- [Work to be completed]: Give back, unchanged, each line from the one containing "In the photo above, where can the distant treeline" through the last line of the entries below.

- [Extracted records]:
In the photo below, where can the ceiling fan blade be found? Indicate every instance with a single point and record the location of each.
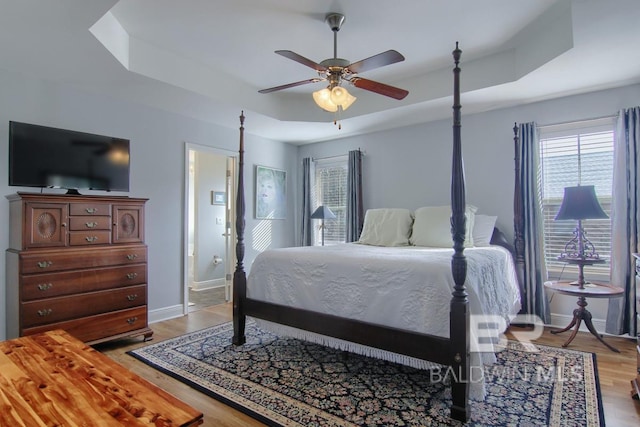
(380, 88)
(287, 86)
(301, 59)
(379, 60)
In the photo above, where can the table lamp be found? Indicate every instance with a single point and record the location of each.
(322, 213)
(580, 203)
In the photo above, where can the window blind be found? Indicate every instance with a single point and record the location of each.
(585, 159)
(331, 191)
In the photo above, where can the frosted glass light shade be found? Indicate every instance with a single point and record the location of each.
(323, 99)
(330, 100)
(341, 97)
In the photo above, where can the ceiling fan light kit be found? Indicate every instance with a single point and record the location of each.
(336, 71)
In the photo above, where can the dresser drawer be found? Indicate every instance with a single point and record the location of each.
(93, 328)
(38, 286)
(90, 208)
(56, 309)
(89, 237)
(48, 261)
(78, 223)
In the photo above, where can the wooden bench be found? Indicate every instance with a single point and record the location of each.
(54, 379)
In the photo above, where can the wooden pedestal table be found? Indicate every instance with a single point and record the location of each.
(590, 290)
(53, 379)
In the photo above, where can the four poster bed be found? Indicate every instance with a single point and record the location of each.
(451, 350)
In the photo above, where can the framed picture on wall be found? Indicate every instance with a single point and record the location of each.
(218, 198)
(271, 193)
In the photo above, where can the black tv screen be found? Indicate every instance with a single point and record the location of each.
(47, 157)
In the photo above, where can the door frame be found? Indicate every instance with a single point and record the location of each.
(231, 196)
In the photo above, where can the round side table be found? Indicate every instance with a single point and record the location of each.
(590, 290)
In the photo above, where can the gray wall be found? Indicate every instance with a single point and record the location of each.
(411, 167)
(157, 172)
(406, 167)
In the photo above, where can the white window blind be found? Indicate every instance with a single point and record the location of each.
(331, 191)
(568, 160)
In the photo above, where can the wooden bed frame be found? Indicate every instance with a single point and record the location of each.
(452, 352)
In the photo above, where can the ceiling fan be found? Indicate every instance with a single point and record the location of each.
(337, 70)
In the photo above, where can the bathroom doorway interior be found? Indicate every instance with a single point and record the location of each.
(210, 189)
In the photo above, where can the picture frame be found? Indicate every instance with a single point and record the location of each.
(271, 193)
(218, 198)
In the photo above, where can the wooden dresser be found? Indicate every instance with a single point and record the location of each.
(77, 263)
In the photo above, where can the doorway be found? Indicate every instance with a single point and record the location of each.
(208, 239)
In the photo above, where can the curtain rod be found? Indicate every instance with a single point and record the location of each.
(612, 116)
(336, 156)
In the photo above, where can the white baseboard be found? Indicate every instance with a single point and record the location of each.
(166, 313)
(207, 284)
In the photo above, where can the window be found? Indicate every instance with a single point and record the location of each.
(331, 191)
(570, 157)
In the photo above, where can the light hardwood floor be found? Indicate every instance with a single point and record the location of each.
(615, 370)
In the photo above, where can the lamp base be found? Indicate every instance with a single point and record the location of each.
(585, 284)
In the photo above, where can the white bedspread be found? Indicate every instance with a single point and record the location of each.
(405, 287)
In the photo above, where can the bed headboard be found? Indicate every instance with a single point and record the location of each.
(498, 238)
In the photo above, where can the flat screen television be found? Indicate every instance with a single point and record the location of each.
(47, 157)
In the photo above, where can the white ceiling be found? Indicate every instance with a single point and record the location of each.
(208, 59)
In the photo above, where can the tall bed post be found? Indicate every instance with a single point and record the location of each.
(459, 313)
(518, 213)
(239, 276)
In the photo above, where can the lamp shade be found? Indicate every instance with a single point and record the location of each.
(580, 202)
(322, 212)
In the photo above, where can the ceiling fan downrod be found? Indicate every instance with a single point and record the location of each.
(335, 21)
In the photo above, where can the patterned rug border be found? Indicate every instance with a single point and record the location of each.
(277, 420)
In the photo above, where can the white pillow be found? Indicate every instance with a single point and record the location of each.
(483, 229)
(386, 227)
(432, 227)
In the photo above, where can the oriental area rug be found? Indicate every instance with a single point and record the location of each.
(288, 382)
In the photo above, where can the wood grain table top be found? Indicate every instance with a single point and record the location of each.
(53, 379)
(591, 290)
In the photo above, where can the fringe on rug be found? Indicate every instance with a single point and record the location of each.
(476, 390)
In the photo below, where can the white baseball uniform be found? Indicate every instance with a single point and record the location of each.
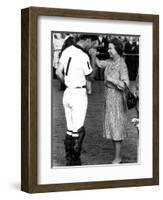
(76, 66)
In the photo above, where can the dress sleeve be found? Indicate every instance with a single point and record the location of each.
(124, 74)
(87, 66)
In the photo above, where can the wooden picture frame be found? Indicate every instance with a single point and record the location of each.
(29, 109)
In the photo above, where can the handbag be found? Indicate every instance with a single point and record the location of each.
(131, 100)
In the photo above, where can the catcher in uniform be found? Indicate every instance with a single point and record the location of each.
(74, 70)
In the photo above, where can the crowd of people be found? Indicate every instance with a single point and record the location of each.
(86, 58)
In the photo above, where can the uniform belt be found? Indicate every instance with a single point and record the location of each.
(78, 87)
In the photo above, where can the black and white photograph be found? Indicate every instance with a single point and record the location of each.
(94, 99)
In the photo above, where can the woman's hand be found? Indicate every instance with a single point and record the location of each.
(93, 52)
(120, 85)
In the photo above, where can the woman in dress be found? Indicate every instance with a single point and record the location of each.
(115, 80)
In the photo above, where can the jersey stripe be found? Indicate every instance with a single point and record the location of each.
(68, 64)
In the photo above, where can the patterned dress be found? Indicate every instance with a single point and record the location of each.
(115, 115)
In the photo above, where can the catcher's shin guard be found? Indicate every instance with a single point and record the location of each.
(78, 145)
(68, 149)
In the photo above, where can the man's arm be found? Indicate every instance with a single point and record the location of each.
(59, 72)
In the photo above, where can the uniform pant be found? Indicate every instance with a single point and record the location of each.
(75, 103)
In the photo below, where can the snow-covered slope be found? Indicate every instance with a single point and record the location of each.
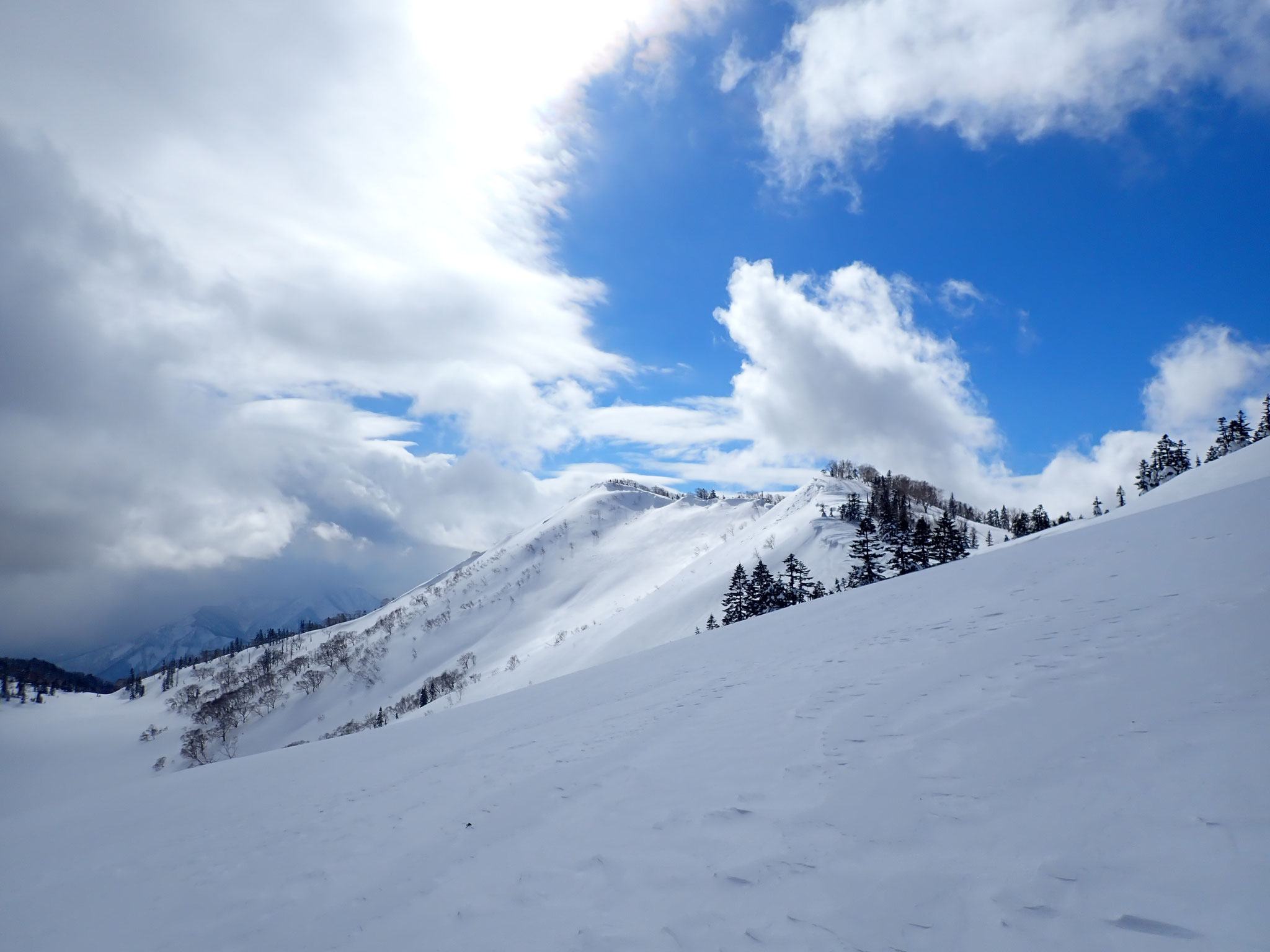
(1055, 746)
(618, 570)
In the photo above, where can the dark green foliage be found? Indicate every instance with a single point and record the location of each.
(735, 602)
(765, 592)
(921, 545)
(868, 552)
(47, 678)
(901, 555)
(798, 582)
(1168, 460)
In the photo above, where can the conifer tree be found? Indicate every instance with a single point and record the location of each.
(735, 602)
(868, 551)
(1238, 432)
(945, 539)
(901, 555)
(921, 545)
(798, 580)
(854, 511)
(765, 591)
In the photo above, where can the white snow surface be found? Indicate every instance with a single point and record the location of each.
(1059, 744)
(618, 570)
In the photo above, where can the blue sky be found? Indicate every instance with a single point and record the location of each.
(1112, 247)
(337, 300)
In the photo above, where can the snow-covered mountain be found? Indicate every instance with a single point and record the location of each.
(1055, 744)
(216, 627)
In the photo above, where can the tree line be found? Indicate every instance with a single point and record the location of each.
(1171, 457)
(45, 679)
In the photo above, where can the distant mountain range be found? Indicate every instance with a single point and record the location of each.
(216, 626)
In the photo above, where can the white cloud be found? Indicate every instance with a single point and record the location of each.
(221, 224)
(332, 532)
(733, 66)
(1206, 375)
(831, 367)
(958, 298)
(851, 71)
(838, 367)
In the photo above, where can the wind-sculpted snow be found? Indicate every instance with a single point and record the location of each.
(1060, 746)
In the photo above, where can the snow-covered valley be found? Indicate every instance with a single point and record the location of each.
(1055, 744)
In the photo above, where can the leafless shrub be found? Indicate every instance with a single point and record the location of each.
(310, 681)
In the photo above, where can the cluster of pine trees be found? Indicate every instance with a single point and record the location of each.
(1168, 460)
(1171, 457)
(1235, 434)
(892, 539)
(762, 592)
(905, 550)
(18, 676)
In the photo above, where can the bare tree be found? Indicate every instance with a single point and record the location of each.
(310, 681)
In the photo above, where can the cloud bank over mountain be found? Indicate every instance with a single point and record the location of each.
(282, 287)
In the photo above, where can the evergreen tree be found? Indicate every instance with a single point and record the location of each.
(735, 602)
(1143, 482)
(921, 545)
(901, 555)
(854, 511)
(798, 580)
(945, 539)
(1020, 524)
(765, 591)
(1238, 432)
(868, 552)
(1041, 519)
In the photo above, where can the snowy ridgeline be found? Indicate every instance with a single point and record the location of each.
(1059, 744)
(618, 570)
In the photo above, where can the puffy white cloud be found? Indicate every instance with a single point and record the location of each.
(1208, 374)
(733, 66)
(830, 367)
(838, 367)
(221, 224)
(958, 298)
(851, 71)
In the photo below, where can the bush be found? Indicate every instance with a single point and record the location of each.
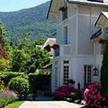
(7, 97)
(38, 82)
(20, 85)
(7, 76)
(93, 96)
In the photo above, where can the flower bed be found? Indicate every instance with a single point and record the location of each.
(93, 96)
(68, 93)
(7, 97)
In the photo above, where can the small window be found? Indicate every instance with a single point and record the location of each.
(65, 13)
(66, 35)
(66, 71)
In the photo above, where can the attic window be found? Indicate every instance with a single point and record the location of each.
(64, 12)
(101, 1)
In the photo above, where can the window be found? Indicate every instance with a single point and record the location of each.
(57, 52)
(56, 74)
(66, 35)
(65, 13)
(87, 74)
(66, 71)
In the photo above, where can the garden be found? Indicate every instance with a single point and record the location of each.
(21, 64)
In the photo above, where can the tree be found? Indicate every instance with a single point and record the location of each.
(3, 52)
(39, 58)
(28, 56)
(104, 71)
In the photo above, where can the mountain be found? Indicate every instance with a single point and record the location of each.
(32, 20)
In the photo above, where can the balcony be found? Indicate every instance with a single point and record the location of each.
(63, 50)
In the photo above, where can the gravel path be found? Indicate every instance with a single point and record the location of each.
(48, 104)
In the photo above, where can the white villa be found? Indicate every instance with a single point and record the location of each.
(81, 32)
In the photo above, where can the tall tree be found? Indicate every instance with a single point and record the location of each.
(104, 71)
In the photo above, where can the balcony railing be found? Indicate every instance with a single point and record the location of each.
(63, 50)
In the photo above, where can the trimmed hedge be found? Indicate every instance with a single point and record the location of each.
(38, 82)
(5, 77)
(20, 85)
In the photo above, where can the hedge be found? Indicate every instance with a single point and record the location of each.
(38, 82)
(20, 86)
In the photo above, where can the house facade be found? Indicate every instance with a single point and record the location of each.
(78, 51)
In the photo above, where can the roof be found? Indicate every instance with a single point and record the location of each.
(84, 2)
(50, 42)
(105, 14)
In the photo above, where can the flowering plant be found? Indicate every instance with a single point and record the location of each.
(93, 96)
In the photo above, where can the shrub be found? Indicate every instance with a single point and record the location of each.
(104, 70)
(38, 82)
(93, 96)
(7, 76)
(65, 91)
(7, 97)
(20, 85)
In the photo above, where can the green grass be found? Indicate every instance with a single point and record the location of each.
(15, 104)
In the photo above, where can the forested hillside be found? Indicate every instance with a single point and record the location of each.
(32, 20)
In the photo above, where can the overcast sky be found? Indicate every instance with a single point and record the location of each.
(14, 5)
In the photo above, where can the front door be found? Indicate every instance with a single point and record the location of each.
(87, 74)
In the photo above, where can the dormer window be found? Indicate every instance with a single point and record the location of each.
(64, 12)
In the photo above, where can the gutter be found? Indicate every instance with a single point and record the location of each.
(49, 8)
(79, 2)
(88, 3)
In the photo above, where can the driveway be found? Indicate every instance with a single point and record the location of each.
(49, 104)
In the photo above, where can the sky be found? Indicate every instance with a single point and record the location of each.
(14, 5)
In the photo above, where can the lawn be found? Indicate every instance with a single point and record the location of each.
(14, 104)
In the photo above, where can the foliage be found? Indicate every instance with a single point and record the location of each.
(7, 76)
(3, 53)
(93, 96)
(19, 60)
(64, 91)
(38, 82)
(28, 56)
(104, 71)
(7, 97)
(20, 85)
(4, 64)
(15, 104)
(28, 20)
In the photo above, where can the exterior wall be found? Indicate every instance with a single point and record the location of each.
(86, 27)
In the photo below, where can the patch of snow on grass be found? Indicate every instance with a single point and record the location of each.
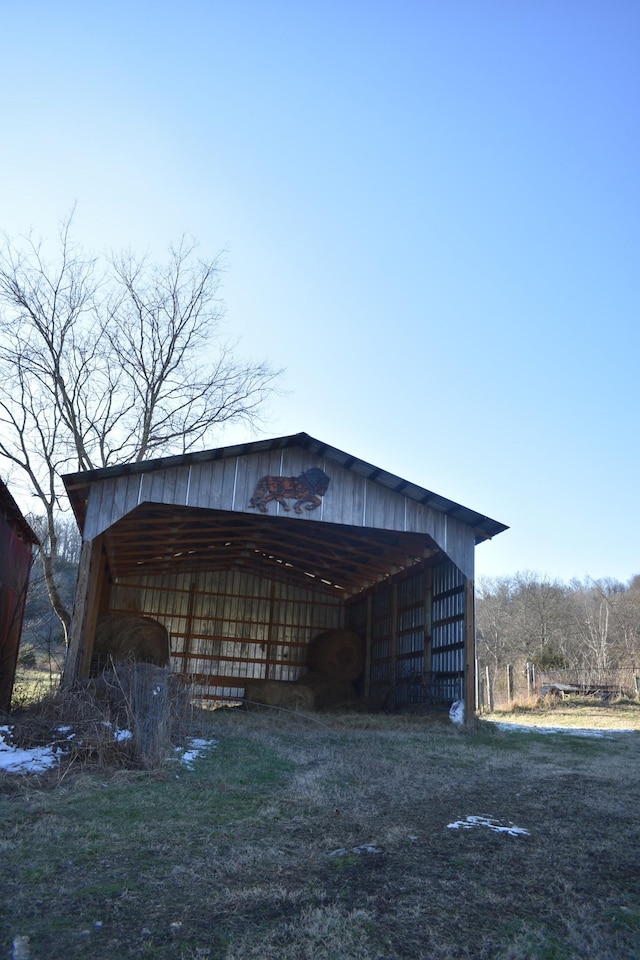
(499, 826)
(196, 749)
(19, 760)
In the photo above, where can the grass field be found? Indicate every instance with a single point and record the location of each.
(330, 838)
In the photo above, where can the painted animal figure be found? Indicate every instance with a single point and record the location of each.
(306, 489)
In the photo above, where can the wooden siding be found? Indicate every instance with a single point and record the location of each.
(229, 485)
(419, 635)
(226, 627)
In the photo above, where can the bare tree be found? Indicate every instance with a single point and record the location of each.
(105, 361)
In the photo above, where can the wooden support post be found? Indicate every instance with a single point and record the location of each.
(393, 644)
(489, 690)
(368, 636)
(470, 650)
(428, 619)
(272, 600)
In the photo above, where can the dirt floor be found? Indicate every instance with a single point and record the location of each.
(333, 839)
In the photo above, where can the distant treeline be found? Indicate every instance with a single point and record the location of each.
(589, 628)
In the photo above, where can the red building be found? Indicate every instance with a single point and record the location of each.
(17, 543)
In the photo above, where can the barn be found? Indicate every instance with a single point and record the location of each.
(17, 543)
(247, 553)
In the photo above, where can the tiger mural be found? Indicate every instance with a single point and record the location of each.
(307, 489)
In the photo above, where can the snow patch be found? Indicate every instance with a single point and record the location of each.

- [Expected answer]:
In the photo above, where can the distant treeline be found? Indicate every instance with a single point and record the location of each.
(589, 628)
In the photo above, where can the red building be found? Indicate every instance with a single point and record the location of each.
(17, 543)
In the photo above, where can the barn be found? Indicate every instance with a single point and record the location of each.
(17, 543)
(247, 553)
In the photo above, where can the tiger mural be found? Indicate every instance with a single point and record the location of each.
(307, 489)
In the photo above, where can the snow patch be found? Indicate every instance with a single point and record the location of each.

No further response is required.